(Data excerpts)
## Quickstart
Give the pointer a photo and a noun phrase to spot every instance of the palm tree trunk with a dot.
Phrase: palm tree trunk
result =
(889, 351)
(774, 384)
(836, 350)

The task:
From the first line to the last, copy every record exactly.

Worked solution:
## Quickstart
Give the pointer a photo and a noun phrase to spot every instance of the palm tree trunk with a dot.
Phrase: palm tree trunk
result =
(889, 351)
(774, 384)
(836, 350)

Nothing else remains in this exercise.